▶ [EXCERPT TO READ]
◇ ◇ ◇
Obviously, Children of Bodom, for some reason, doesn’t hold as much credibility and reverence today as they once did. I don’t think that COB ever really jumped the shark or changed what they do to the point that people started either loving or hating a polarizing new image (like In Flames). In fact, Alexi Laiho is still an amazing and ever-improving guitarist, and their albums still sound like COB, but I feel like I have personally just “grown out of them”, so to speak. Or something.

Anyway, “Follow the reaper” is undoubtedly the best this band ever got. Almost every song is memorable and immensely enjoyable, and as a whole, the record sounds fantastic. I remember that the energy completely blew me away the first time I heard it, and it honestly still does today. The band is in a mode of relentless and aggressive attack, and they never let up for a second.

If you’ve heard Children of Bodom before (and honestly if you haven’t, you’ve been living under a rock for a decade), you already know what this album generally sounds like. However, what gives “FTR” the decisive edge over the band’s other decent works is the reliance on the pure quality of the music as opposed to the added focus on that silly image, which might be one of the reasons why this band lost me along the way. The bottom line is that you just do not find tracks like “Everytime I die” or “Mask of sanity” on any of their other albums, and especially the albums release since this one. The overall quality on just those two tracks alone in terms of song structure are light years beyond anything you’ll find on their last three albums.
◇ ◇ ◇
Point annotation dataset records:
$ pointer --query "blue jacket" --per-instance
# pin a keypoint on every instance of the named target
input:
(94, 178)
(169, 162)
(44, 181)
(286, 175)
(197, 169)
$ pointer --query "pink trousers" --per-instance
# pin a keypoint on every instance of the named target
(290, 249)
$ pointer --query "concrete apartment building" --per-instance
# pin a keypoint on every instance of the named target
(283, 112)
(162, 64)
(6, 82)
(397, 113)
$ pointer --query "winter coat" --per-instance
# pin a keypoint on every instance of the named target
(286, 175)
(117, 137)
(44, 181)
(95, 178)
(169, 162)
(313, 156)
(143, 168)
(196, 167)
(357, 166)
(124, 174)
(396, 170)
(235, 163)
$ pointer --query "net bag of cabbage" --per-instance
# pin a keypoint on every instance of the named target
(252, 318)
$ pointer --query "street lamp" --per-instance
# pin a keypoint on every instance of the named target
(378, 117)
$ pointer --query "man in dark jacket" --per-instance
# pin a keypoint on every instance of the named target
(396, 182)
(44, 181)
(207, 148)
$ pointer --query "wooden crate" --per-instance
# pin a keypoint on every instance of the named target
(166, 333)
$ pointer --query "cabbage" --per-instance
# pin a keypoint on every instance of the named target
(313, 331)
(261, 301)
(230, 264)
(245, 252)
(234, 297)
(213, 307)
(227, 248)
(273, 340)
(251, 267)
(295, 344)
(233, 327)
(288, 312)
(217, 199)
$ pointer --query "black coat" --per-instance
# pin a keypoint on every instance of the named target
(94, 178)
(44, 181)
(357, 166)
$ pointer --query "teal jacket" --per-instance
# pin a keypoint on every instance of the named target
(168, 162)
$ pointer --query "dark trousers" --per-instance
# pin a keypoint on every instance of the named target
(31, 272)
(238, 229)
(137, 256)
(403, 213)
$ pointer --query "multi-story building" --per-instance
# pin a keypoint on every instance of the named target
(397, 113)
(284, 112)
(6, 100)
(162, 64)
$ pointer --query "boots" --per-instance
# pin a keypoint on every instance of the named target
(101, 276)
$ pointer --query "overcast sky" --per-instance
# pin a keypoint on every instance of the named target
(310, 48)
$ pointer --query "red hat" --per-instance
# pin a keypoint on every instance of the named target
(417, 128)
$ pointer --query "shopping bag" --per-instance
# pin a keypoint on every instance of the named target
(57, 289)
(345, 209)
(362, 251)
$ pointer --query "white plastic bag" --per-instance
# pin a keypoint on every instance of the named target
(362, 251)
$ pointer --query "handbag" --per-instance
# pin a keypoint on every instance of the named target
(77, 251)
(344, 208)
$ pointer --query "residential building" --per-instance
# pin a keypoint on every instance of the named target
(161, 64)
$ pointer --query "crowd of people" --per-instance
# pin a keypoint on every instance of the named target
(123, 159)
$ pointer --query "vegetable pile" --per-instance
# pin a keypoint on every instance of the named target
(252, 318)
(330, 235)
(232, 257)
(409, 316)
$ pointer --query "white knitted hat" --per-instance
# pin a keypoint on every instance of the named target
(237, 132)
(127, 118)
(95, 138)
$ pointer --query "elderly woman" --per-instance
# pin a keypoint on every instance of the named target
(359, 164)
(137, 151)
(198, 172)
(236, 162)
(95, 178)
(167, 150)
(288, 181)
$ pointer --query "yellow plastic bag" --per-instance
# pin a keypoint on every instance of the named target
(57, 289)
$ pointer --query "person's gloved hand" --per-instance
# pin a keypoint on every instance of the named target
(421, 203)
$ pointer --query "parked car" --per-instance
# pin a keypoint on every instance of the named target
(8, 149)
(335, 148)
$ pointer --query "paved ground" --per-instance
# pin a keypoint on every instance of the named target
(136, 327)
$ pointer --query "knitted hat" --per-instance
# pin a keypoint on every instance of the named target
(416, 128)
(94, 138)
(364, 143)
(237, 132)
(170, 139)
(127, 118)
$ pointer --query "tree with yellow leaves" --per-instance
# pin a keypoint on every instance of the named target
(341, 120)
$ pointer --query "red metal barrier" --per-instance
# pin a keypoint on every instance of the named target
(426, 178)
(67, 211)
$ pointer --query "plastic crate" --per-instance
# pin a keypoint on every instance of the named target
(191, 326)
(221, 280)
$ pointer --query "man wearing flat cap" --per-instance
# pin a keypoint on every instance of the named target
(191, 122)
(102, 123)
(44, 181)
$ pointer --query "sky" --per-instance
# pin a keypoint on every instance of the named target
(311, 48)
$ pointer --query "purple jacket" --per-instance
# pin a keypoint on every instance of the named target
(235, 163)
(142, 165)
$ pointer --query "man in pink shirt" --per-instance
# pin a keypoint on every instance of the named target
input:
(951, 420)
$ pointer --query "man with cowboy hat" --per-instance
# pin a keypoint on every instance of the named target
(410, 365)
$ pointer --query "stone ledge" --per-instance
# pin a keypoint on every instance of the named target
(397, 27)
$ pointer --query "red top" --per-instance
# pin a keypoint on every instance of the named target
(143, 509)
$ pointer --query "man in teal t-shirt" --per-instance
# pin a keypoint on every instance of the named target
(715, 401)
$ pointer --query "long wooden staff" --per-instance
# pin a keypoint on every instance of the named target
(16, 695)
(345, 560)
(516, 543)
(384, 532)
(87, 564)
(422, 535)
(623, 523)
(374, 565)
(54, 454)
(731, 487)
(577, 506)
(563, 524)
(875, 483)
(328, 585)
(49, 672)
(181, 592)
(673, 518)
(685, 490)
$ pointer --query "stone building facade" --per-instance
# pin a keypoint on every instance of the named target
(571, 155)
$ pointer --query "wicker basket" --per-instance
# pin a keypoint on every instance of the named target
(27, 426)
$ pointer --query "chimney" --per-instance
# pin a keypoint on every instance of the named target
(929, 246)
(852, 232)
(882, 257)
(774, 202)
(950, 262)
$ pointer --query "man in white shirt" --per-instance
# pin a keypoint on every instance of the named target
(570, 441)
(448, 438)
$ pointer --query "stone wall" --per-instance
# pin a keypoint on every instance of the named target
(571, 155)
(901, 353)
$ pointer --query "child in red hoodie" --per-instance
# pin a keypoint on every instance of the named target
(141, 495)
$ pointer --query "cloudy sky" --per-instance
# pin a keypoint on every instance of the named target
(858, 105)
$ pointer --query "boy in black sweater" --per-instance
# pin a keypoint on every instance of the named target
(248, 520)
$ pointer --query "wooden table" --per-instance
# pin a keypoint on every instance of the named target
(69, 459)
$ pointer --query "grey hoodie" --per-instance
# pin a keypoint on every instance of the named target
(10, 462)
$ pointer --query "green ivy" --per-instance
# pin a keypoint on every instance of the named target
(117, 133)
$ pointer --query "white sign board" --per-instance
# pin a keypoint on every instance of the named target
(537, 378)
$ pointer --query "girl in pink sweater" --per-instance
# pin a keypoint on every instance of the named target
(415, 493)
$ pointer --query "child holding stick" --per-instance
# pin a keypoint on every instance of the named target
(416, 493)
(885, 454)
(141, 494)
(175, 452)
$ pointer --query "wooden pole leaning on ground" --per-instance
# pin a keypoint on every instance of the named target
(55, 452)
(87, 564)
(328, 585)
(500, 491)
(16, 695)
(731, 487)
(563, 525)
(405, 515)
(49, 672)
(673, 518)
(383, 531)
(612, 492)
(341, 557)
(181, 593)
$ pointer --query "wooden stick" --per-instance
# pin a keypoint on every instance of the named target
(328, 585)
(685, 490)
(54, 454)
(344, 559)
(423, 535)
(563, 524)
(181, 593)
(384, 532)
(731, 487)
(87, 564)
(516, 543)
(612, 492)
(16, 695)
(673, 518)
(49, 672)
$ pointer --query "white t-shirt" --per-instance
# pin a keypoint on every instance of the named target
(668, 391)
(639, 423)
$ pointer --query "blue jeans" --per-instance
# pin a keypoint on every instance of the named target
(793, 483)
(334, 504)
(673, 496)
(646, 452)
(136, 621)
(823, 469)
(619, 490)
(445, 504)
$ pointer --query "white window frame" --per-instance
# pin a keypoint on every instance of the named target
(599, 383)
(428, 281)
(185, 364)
◇ ◇ ◇
▶ [WHAT THE EXERCISE ASKS]
Please edit the Children of Bodom review from "Obviously, Children of" to "speak. Or something.", replacing "guitarist" with "musician". These records were drawn from a separate source.

▶ [REPLY TO THE EXERCISE]
Obviously, Children of Bodom, for some reason, doesn’t hold as much credibility and reverence today as they once did. I don’t think that COB ever really jumped the shark or changed what they do to the point that people started either loving or hating a polarizing new image (like In Flames). In fact, Alexi Laiho is still an amazing and ever-improving musician, and their albums still sound like COB, but I feel like I have personally just “grown out of them”, so to speak. Or something.